■ The request
The required output is the exact sequence of lines from the line holding "Exercise. Locate the tree line" to the end of the records, inclusive.

Position annotation records
* * * * * * * * *

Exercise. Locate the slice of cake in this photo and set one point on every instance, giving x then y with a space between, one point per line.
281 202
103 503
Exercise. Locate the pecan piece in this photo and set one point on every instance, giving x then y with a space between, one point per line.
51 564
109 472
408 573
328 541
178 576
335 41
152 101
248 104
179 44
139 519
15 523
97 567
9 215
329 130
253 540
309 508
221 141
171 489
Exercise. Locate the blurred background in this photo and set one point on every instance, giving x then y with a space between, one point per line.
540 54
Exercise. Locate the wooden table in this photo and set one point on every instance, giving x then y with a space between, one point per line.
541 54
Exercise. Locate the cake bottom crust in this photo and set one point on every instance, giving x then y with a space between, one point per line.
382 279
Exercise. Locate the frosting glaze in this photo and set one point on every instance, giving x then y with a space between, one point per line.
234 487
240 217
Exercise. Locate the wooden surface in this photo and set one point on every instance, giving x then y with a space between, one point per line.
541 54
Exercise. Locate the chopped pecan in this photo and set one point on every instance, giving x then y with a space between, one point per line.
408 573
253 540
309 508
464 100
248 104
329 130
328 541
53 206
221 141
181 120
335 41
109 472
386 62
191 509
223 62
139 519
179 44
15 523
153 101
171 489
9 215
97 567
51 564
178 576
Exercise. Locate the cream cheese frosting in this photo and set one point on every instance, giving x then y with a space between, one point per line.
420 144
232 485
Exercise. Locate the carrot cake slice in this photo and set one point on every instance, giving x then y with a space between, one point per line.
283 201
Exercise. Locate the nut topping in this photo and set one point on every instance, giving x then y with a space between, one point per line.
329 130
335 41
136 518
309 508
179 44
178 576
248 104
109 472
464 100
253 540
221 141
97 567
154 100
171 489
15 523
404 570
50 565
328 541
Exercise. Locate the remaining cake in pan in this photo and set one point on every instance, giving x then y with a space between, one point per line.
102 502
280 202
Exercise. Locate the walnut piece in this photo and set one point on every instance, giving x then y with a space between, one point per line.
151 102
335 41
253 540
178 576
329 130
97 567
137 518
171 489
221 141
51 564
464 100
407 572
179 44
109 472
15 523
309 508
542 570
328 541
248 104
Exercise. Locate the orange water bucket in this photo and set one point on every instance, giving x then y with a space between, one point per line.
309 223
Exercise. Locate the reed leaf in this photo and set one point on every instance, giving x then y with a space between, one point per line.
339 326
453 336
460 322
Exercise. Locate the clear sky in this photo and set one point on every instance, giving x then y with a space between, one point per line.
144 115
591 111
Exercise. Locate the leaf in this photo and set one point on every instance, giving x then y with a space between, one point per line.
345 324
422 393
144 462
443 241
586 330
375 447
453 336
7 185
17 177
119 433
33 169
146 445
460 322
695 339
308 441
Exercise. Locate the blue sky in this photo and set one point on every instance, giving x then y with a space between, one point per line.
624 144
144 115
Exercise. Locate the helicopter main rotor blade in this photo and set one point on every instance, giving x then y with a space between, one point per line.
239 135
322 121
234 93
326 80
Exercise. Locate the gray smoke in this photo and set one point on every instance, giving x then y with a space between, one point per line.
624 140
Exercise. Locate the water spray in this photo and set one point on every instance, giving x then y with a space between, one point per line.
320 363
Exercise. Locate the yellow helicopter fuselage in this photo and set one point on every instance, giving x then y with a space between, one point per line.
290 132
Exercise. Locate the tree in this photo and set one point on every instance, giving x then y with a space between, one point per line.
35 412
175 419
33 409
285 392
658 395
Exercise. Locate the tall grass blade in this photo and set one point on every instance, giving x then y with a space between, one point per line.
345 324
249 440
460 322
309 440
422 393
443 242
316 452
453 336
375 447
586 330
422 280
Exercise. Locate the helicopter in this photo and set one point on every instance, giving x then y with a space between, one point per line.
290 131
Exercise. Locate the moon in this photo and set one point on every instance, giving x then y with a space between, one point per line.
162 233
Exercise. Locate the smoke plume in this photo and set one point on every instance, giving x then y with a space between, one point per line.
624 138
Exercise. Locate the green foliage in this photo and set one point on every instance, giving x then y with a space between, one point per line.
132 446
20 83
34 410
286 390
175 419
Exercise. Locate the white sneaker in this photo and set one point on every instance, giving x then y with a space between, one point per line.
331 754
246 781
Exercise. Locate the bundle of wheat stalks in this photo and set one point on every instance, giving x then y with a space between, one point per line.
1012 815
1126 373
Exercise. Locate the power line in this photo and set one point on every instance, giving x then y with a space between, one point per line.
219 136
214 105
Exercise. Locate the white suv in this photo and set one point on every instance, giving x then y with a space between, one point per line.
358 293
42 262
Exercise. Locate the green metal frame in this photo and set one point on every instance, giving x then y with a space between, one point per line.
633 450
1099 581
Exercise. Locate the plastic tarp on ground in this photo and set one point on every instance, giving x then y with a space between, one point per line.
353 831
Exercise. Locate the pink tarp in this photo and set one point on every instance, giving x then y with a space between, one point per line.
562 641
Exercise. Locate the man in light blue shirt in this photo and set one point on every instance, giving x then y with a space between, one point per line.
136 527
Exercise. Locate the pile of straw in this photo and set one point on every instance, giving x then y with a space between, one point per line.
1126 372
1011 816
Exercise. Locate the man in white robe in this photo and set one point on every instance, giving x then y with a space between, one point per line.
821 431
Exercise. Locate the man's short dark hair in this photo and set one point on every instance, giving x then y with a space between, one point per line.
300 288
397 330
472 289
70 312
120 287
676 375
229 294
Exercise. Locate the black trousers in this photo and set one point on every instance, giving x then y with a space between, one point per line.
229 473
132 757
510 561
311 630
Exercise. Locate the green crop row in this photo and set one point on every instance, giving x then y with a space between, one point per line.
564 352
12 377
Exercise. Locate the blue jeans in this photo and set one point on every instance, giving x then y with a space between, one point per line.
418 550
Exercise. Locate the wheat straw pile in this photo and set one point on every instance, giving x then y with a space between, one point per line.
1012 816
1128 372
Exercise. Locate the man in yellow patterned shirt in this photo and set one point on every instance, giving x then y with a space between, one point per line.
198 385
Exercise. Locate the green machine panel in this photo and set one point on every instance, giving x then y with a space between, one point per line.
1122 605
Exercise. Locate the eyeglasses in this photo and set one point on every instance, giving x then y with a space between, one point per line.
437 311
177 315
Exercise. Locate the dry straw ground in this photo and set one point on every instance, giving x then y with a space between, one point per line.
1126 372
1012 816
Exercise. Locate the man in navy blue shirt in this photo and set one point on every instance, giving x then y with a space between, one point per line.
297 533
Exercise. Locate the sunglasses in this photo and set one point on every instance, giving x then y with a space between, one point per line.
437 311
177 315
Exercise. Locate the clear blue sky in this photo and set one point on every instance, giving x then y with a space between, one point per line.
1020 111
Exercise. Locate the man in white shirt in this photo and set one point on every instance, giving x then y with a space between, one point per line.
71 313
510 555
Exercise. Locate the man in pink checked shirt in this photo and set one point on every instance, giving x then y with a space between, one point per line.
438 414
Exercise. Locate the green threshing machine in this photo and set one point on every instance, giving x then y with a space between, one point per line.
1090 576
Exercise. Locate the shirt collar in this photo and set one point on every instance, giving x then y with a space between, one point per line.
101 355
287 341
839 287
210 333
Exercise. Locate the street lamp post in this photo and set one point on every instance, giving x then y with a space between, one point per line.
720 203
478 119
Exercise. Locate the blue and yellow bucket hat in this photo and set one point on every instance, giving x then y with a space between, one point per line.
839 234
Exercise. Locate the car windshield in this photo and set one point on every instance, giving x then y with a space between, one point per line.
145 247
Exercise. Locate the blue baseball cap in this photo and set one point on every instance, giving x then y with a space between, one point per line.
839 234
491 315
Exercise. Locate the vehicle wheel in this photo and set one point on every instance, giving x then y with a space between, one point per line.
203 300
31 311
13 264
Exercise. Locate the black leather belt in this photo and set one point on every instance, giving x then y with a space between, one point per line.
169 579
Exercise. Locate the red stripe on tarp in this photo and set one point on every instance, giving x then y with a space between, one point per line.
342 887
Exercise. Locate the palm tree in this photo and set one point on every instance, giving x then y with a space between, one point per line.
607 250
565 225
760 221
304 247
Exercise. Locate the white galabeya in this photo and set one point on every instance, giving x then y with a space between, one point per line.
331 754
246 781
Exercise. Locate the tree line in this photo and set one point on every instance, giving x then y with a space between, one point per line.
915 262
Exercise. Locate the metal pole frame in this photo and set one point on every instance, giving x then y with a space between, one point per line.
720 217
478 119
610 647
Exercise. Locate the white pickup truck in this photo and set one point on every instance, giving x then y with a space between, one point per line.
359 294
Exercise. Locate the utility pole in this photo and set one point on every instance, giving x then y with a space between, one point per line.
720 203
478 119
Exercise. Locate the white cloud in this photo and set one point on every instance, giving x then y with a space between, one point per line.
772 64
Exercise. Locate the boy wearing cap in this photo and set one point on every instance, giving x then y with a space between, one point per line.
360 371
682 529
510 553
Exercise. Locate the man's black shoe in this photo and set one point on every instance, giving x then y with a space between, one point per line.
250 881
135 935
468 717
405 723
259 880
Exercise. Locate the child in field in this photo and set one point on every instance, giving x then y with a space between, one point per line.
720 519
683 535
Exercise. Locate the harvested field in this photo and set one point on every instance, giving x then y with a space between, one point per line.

* * * * * * * * *

■ Worked answer
Exercise. Locate the tree line in this photo and set one point on every instance, giving x then y with a space between, one point per line.
915 262
Exercise. Locate the metal pole frame in this photo and set one point on every instance, giving x then y with a space between, one point per line.
720 217
478 119
610 647
Exercise. Locate the white pickup truck in this photo and set one point on every instance, giving x then y with a space between, one point per line.
359 294
Exercise. Locate the utility pole in this photo and set one point on every instance, giving x then y with a space between, one point per line.
720 203
478 119
Exercise. Locate the white cloud in this photo and set one point on every instance, giving x then y with a space between, one point per line.
772 64
Exercise. Locate the boy wearing cap in this photo and set one point on every instance, giving x then y with a space between, one point per line.
360 371
682 529
510 553
Exercise. Locate the man's black shoe in this photo and set one point on every instance, giving x then y with a space between, one point per line.
250 881
135 935
468 717
405 723
259 880
Exercise. Locate the child in field in this photo and set one point on every instance, giving x then y with a space between, one point per line.
720 519
683 535
Exercise. Locate the harvested field in this photo and set one point on every instance, giving x then y with a space between, one point per line.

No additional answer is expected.